### EXCERPTED PASSAGE
(begin)
So watching the moms walk into the school I couldn't help but wonder if there was one among them who was going to have her sanity saved. If this was going to be the beginning of a whole new network of mamas. I hope so. Because like many moms I know how an awesome gang of mamas can change your whole parenting experience. For the better.

My mamas - the best. They really are. For one thing I enjoy each and every one of them as a person. They are people I could have been friends with under any circumstance. We're a delightfully mixed bag of bags (ahem); some at home, some at work, some doing both. Professionally our backgrounds are varied. But our kids are all roughly the same ages (in some cases best buddies) and they all go to one of two neighborhood schools. Aside from actually seeing my kid at 3:30, the other highlight is seeing what mamas are going to be around and enjoying a quick chat. If the weather's good we often hit up the park and we all enjoy chatting and ignoring our kids together. Over the years we've had semi-regular wine evenings and shared a number of parties and outings. But the socializing is only part of the picture. Any mamas can chin-wag and drink wine. Here's why my mamas are really the best.

Perfect example two days ago. I was totally wiped out having been up half the night feeling sick. Molly's birthday was on the horizon (today in fact!) and I needed to bake various things for her various celebrations. And Jono was (and is still) in Texas working. It was a shitty rainy day so I thought of inviting two of Molly's buddies over (they are brothers) to play. Instead, their awesome Mama invites Molly to play AND offers to feed her lunch. Did I mention that these brothers also have a 2 year old sister? So that's going to be 4 kids under 6 in her house on a rainy afternoon. And I got to go home and make cupcakes - alone. Awesome right? Totally saved my butt and gave me a break on a day when I was feeling like absolute crap (of course by "break" I mean that I baked a million cupcakes, roasted a squash to make soup and cooked a chicken for supper).

And this is totally typical of my mamas (in fact just today another awesome mama hosted my kids at an impromptu Friday party.) We make each other dinner, look after each others kids and generally cover each others asses. I always feel like I'm receiving more ass covering than I'm giving but I know we do things for each other in ways that are not always directly reciprocal. You do for me and I end up doing for someone else. We all know that it's a karmic circle of mothering and childcare.

So I love my mamas. Part of the reason I knew I could quit work and be happy at home with the kids was knowing that I'd have these mamas as co-workers. Parenting can be isolating especially when you stay home full time. You need other adults to interact with. You need that friendly ear and the reassuring response that tells you that someone else's kid is totally doing that weird/worrying/annoying thing too. Having another mother and her kids over for a play date and a cup of tea can turn even the most blah day into something a whole lot better. And when that mother then offers to take your kid back to her house for dinner, a movie and a sleepover, well, then you know you hit the jack-pot. I truly mean it when I say I'm rich in everything but money. I'm definitely rich in mamas**.

*I also have an AMAZING mother-in-law whom I adore. And not just because she helps look after my kids. She also gives me free facials ;)
** new mamas are always welcome!

April 12, 2011

zero income? really?
(end)
### INFORMATION PROVIDED
(begin)
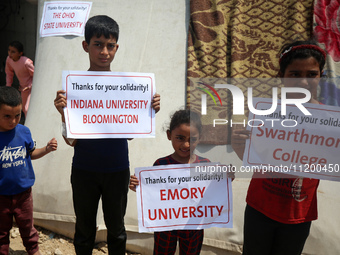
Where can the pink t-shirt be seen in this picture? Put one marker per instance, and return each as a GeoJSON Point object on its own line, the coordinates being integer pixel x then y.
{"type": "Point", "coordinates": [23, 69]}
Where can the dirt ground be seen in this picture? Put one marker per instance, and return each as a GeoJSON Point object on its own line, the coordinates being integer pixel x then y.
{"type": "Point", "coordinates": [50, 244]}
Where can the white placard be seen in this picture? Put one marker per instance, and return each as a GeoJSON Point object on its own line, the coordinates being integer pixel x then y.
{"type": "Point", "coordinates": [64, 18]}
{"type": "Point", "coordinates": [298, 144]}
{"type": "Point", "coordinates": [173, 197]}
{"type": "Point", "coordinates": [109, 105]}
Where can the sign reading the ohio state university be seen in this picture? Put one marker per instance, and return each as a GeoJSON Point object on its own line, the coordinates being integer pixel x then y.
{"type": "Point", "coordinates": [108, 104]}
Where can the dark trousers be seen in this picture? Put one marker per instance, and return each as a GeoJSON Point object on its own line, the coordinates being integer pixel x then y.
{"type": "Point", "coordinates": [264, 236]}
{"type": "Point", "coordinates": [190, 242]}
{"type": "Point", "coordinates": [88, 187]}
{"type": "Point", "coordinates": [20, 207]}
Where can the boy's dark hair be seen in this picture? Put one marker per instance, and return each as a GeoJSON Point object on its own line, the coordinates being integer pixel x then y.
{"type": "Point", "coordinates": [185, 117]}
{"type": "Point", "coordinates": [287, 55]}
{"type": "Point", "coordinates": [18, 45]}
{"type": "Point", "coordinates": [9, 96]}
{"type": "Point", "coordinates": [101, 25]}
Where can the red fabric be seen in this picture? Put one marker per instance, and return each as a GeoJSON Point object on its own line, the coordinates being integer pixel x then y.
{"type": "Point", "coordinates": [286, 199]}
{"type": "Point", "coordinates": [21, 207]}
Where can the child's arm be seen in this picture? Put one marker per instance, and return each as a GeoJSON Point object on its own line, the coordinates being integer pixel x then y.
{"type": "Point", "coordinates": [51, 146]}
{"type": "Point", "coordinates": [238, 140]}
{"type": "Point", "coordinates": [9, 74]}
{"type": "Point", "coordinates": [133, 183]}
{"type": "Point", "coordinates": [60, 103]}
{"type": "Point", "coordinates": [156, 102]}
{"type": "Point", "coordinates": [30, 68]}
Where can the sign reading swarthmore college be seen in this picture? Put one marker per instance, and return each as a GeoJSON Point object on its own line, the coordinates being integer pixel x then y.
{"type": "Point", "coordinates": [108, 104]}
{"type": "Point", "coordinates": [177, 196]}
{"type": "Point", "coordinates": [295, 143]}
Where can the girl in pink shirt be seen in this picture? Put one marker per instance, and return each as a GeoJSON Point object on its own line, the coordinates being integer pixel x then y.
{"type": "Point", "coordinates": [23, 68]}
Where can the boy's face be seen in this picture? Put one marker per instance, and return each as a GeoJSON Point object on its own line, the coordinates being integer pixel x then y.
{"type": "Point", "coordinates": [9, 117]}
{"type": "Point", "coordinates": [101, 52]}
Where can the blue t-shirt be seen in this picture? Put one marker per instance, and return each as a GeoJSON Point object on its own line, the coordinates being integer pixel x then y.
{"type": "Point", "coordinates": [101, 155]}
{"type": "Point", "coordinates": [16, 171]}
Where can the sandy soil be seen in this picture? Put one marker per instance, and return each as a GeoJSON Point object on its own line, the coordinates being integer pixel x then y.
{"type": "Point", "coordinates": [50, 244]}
(end)
(begin)
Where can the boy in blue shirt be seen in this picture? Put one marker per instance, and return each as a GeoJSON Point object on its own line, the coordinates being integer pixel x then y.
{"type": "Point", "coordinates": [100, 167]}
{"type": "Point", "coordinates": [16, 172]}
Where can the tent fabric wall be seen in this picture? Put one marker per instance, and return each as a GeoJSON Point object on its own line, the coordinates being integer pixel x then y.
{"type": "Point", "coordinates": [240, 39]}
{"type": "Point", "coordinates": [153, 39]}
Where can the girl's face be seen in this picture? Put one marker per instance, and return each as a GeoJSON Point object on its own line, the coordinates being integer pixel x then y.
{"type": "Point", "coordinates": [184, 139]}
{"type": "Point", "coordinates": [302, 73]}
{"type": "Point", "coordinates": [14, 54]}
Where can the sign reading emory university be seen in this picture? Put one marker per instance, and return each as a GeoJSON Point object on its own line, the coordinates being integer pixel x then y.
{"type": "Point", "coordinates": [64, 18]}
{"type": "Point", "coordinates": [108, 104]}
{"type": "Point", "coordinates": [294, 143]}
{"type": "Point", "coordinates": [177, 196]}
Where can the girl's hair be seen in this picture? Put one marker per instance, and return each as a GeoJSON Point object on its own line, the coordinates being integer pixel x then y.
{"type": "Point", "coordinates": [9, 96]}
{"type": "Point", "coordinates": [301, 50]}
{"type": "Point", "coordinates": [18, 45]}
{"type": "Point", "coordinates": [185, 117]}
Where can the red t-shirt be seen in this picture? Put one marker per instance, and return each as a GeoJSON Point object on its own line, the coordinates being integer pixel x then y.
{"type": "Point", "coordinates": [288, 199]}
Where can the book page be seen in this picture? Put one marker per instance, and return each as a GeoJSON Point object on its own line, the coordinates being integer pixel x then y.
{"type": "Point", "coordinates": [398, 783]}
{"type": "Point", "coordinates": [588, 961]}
(end)
### GOAL
From the post about the writer's group of moms, list the cooking jobs the writer says filled the "break" on the rainy day.

### TASK SOLUTION
- Baked a million cupcakes
- Roasted a squash to make soup
- Cooked a chicken for supper